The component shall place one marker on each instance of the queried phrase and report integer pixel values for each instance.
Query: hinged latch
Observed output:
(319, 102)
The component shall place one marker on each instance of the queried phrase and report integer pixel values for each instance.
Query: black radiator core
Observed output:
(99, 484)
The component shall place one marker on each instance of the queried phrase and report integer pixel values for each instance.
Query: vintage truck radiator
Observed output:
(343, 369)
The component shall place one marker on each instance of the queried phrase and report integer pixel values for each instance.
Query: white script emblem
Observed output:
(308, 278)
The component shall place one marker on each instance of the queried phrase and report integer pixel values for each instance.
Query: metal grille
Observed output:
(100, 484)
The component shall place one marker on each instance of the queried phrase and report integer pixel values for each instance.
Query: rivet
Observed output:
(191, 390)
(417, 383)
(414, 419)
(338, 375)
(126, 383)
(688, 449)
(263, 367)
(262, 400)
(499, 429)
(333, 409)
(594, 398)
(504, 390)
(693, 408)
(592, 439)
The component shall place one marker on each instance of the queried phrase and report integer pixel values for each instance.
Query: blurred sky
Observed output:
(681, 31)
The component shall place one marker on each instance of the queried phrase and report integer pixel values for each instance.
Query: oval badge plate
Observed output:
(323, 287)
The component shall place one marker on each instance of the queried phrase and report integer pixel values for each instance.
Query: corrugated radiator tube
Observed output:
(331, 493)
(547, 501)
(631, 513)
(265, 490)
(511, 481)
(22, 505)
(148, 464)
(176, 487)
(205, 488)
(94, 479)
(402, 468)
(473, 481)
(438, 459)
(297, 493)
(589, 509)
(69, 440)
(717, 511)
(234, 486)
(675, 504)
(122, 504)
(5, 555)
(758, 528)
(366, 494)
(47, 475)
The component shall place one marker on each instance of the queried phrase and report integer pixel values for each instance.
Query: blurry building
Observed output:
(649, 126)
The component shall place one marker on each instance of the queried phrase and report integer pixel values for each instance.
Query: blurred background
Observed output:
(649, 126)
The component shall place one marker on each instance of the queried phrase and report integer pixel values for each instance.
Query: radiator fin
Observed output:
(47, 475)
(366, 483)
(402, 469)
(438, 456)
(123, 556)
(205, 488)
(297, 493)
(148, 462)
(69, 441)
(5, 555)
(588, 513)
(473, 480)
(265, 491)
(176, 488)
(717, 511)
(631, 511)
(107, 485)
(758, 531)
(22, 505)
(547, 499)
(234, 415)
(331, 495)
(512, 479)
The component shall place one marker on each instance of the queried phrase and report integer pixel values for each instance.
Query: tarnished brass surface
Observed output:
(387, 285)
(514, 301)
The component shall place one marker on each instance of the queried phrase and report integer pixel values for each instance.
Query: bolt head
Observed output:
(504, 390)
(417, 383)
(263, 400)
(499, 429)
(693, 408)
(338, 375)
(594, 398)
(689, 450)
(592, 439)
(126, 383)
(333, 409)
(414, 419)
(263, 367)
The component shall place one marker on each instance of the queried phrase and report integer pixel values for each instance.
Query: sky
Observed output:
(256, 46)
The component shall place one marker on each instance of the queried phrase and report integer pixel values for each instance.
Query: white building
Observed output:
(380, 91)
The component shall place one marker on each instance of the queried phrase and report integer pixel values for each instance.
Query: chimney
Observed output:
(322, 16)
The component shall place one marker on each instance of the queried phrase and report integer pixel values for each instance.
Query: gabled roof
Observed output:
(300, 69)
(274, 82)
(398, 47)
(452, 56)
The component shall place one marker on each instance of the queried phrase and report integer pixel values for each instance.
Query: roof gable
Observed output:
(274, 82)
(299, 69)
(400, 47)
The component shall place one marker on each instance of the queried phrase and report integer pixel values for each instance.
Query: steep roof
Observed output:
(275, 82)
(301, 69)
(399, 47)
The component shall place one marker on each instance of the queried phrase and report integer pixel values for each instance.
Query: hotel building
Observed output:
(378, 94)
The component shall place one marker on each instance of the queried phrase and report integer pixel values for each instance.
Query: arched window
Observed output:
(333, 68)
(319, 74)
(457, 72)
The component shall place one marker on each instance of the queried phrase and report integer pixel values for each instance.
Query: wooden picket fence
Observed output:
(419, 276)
---
Write out all of the records above exactly as they appear.

== Result ==
The component shall place one marker on each instance of the queried phrase and report integer pixel values for each instance.
Query: hinged latch
Observed output:
(319, 102)
The component shall place one marker on each instance of the queried phrase and report integer pixel values for each instance.
Query: black radiator core
Observed output:
(99, 484)
The component shall place one marker on each instance of the queried phrase and report integer pixel values for each instance.
Query: vintage truck radiator
Observed output:
(343, 369)
The component shall place one marker on each instance of the queried phrase and report integer pixel values for each instance.
Query: white script emblem
Observed output:
(308, 278)
The component shall place one marker on each instance of the queried phrase and report integer pixel values for each instance.
Query: metal grille
Observed output:
(100, 484)
The component shall place one marker on each instance of the queried phrase and report integer pixel values for each instance.
Query: rivet
Observed output:
(191, 390)
(417, 383)
(414, 419)
(338, 375)
(126, 383)
(688, 449)
(263, 367)
(262, 400)
(499, 429)
(333, 409)
(594, 398)
(504, 390)
(693, 408)
(592, 439)
The component shall place one marker on each instance of the queried phrase and report integer pixel values for each instance.
Query: blurred sky
Observed output:
(681, 31)
The component shall place one marker on each instance of the queried phrase and report integer pixel values for each instance.
Query: oval badge plate
Observed output:
(323, 287)
The component shall place one marker on each instance of the queried phrase and report integer pixel values for each instance.
Query: corrugated radiator tube
Observed output:
(331, 493)
(547, 501)
(631, 513)
(265, 490)
(511, 481)
(22, 505)
(148, 464)
(176, 487)
(205, 488)
(94, 479)
(402, 468)
(473, 481)
(438, 459)
(297, 493)
(589, 509)
(69, 440)
(717, 511)
(234, 486)
(675, 504)
(122, 504)
(5, 555)
(758, 528)
(366, 494)
(47, 475)
The component shall place one marker on each instance of the queried phrase and report integer pixel values for each instance.
Query: blurry building
Observed output:
(649, 126)
The component shall place one marker on each instance of the queried phrase and report integer pixel values for each instance.
Query: blurred background
Observed output:
(649, 126)
The component shall place one marker on each instance of the queried phrase and report integer pixel values for each instance.
Query: radiator fin
Observed output:
(47, 475)
(366, 483)
(402, 469)
(438, 456)
(123, 556)
(205, 488)
(297, 493)
(148, 462)
(69, 441)
(5, 555)
(588, 513)
(473, 480)
(265, 491)
(176, 488)
(717, 511)
(631, 511)
(107, 485)
(758, 531)
(22, 505)
(547, 499)
(234, 415)
(331, 495)
(512, 479)
The component shall place one marker on each instance of the queried phrase and report integer pixel values for each instance.
Query: tarnished brass surface
Observed output:
(387, 285)
(514, 301)
The component shall place one marker on each instance of the queried phrase and report integer pixel values for each instance.
Query: bolt head
Observed output:
(504, 390)
(417, 383)
(263, 400)
(499, 429)
(693, 408)
(338, 375)
(594, 398)
(689, 450)
(592, 439)
(126, 383)
(333, 409)
(414, 419)
(263, 367)
The component shall place one marker on each instance of the queried phrase and report integer pixel values for each instance.
Query: sky
Observed output:
(256, 46)
The component shall place one marker on each instance of the queried phrase and report integer pixel values for each instance.
Query: white building
Observed output:
(380, 91)
The component shall place one marker on each instance of the queried phrase and report integer pixel values for each instance.
Query: chimney
Observed output:
(322, 16)
The component shall place one marker on each instance of the queried phrase and report integer pixel values for each instance.
Query: gabled roof
Observed output:
(300, 69)
(274, 82)
(398, 47)
(452, 56)
The component shall place one marker on each instance of the queried phrase and report integer pixel values for each instance.
Query: roof gable
Observed output:
(274, 82)
(299, 69)
(400, 47)
The component shall place one marker on each instance of the queried phrase and report integer pixel values for each instance.
Query: steep roof
Observed output:
(275, 82)
(301, 69)
(399, 47)
The component shall place one marker on each instance of the queried phrase and report integer pixel values for each instance.
Query: hotel building
Observed output:
(378, 94)
The component shall place one marker on each instance of the queried phrase and report integer pixel values for each instance.
Query: arched window
Observed output:
(333, 68)
(319, 74)
(457, 72)
The component shall place one marker on each instance of the queried phrase and report integer pixel values for each instance.
Query: wooden picket fence
Observed output:
(419, 276)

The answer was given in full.